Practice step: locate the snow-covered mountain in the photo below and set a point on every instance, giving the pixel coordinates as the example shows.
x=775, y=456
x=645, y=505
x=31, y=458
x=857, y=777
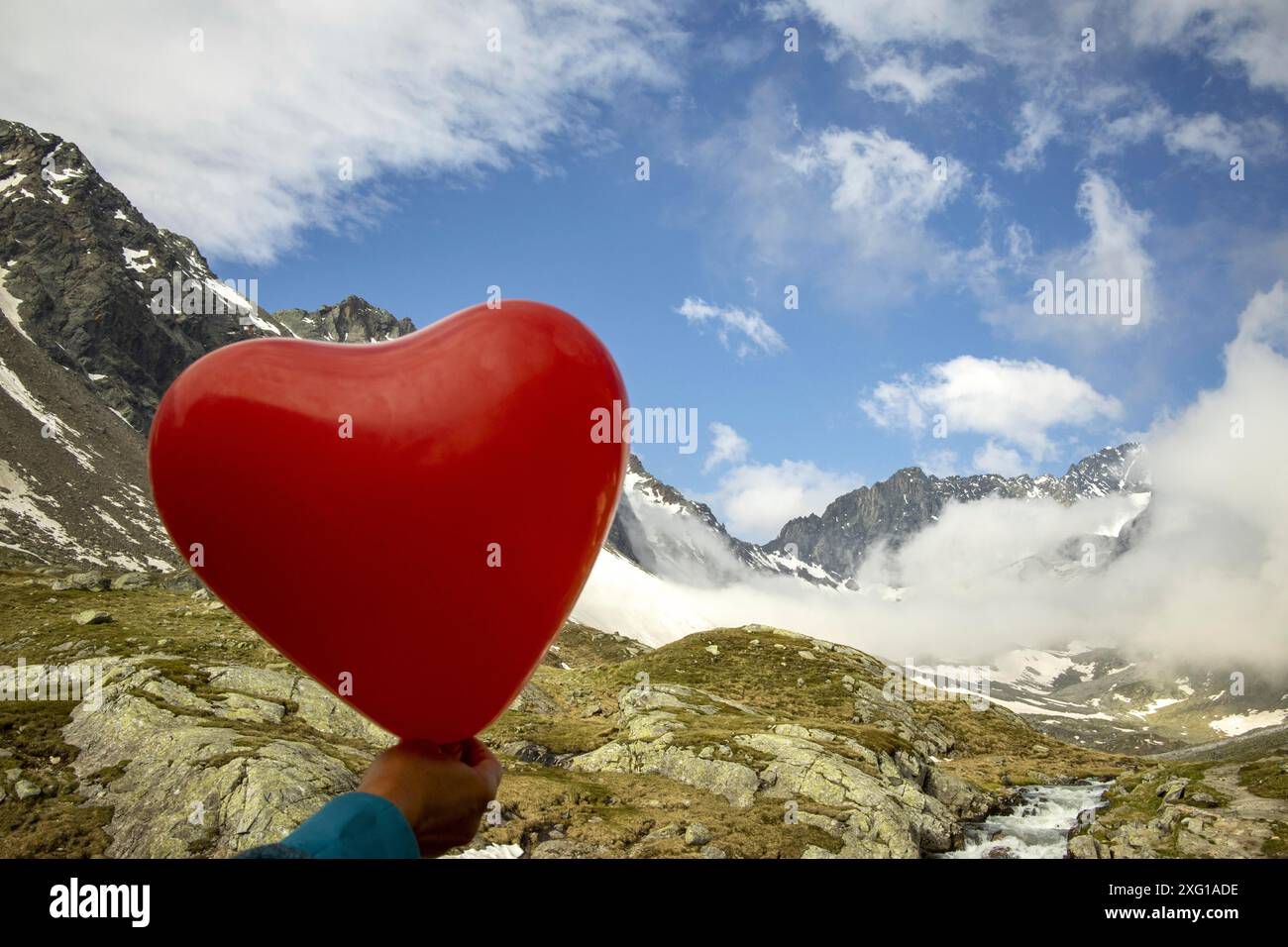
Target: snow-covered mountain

## [Goal]
Put the records above into a Markdown table with two columns, Row and Line, one row per line, skipping blank lines. Leave the pictures out of the answer.

## [Task output]
| Row | Line |
|---|---|
| 1 | Practice step: locate the snow-covered mountain in the photo below and set a point on every instance, giving the pixel coordinates as the example shows. |
| 2 | x=775, y=456 |
| 3 | x=645, y=505 |
| 4 | x=31, y=458 |
| 5 | x=857, y=777 |
| 6 | Target: snow-covered mountain |